[start Records for processing]

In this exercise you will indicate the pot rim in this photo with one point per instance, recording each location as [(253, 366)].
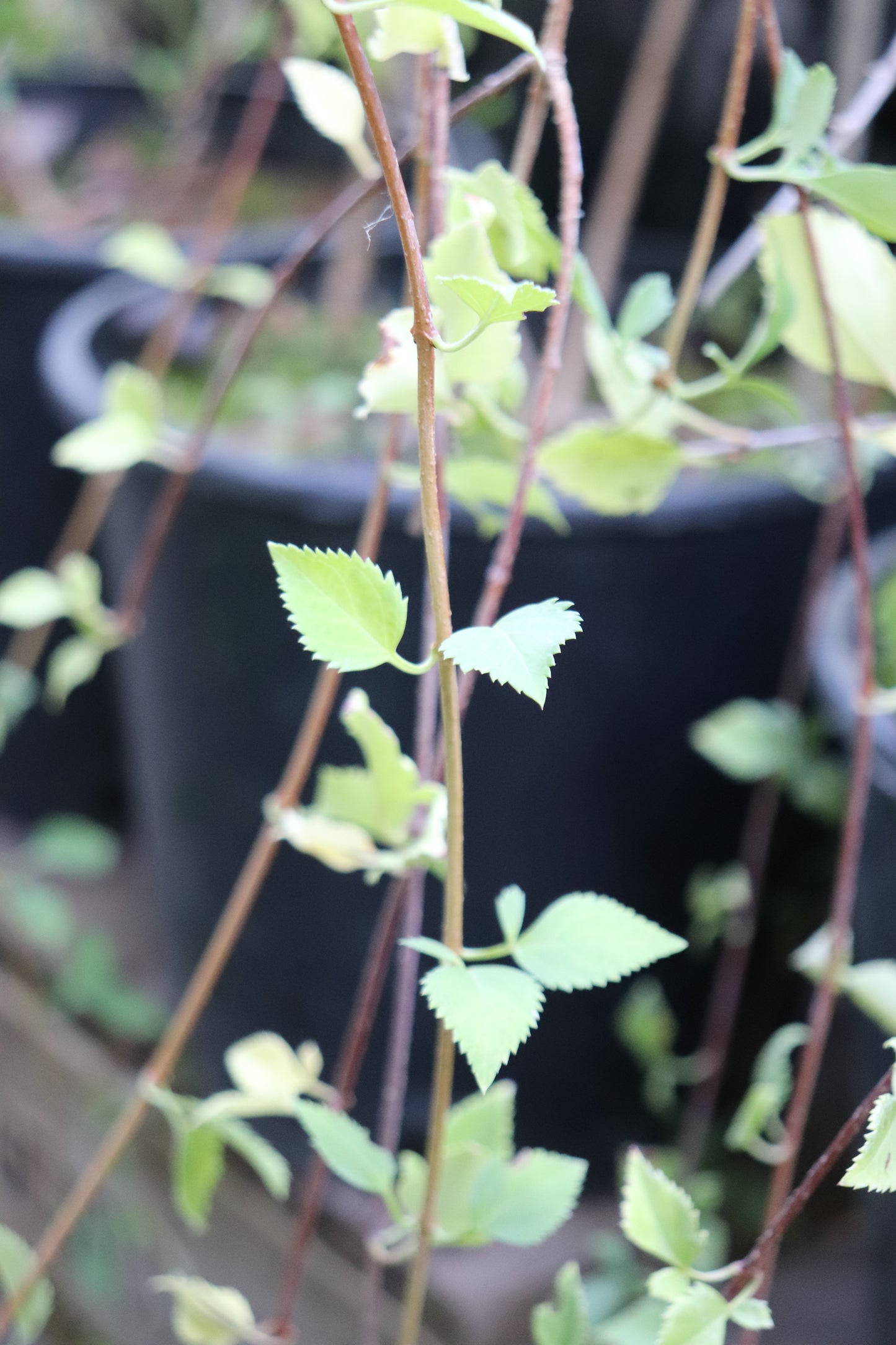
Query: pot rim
[(73, 378), (835, 658)]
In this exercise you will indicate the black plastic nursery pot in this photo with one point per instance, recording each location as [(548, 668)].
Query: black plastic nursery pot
[(836, 669), (681, 611), (74, 762)]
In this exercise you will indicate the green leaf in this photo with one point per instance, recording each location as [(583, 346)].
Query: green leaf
[(566, 1320), (206, 1315), (714, 896), (639, 1324), (520, 237), (148, 252), (484, 1119), (347, 1148), (71, 846), (647, 306), (872, 989), (31, 597), (668, 1284), (510, 906), (657, 1215), (42, 915), (860, 279), (384, 794), (347, 612), (242, 283), (71, 665), (342, 846), (519, 649), (864, 191), (130, 390), (476, 14), (750, 740), (15, 1262), (700, 1317), (487, 487), (769, 1091), (874, 1168), (611, 471), (198, 1166), (490, 1012), (108, 444), (505, 303), (524, 1202), (329, 100), (402, 29), (261, 1156), (812, 109), (752, 1313), (264, 1064), (583, 941)]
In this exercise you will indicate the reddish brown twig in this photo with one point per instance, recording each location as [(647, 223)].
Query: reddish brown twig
[(770, 1238), (535, 110), (717, 187), (846, 876), (755, 842)]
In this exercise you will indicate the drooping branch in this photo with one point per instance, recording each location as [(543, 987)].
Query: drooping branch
[(846, 876), (771, 1235), (717, 186)]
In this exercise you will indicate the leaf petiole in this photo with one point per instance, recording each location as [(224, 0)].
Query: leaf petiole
[(414, 669)]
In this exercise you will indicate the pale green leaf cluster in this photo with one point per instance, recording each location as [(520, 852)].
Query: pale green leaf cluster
[(269, 1080), (355, 807), (151, 253), (519, 649), (874, 1168), (609, 470), (869, 985), (717, 900), (128, 431), (758, 1127), (566, 1320), (487, 1191), (579, 942), (15, 1263), (663, 1220), (352, 617), (33, 597), (207, 1315), (484, 15), (409, 29), (802, 108), (329, 100), (860, 280), (648, 1028), (758, 740)]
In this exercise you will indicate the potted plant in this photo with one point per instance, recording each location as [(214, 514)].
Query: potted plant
[(450, 361)]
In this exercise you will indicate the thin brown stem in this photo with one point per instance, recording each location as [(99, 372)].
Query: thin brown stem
[(505, 552), (215, 957), (846, 876), (538, 99), (433, 541), (755, 844), (633, 139), (770, 1238), (717, 187)]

[end Records for processing]

What needs to be done: Return every one of the records above word for word, leaving out the pictures.

Expected answer:
In this exercise you will indicate the pot rim in this photo with one point per instance, recording each location as [(253, 366)].
Query: pot rim
[(73, 378), (835, 658)]
In this exercise you will indicate the black plastic nursery pot in this photo with one point per instance, recording each location as [(548, 668)].
Query: black plastic nursery pot
[(836, 669), (681, 611), (74, 762)]
In this exercise you will indicate the green leaf in this photo with one point per instance, recording each location as [(583, 346)].
Query: green leaf
[(566, 1320), (206, 1315), (714, 896), (639, 1324), (520, 237), (148, 252), (484, 1119), (347, 1148), (71, 846), (647, 306), (872, 989), (31, 597), (668, 1284), (510, 906), (657, 1215), (42, 915), (860, 279), (384, 794), (347, 612), (242, 283), (71, 665), (342, 846), (519, 649), (864, 191), (130, 390), (476, 14), (750, 740), (15, 1262), (700, 1317), (487, 487), (769, 1091), (874, 1168), (611, 471), (198, 1166), (490, 1012), (108, 444), (505, 303), (524, 1202), (329, 100), (402, 29), (261, 1156), (812, 109), (752, 1313), (264, 1064), (583, 941)]
In this exercise you will indicate the reddish brown twig in this photo with one point per instance, recording each location as [(647, 223)].
Query: reddish brown twig
[(770, 1238), (535, 110), (717, 187), (846, 876), (755, 842)]
In this exercise you will indicate the drooping branch in this photo with one point per instance, recording each location as [(543, 987)].
Query: drooping branch
[(846, 876), (771, 1235), (717, 186)]
In this exercise you will indicate the leaf petiole in this photo with one point per instance, recording each location as [(224, 0)].
Query: leaf petiole
[(414, 669)]
In this exercise you will indicate the pale green leaf cluster in this photo with one point per instance, recording each location as [(520, 852)].
Query: pale green leaf cluster
[(269, 1080), (355, 807), (151, 253), (519, 649), (874, 1168), (609, 470), (869, 985), (717, 900), (128, 431), (758, 1127), (566, 1320), (487, 1191), (579, 942), (15, 1263), (663, 1220), (352, 617), (33, 597), (207, 1315), (484, 15), (409, 29), (802, 108), (329, 100), (860, 280), (648, 1028), (758, 740)]
In this exercise you will indicate the potted plant in this photo with one point per instance, recording each location as [(214, 514)].
Query: potted plant
[(450, 361)]
In this exercise you will indicate the thin brown stem in this photo with one point per instance, recording each location as [(99, 372)].
Query: thin brown stem
[(505, 552), (215, 957), (846, 876), (538, 99), (433, 541), (755, 844), (633, 139), (770, 1238), (717, 187)]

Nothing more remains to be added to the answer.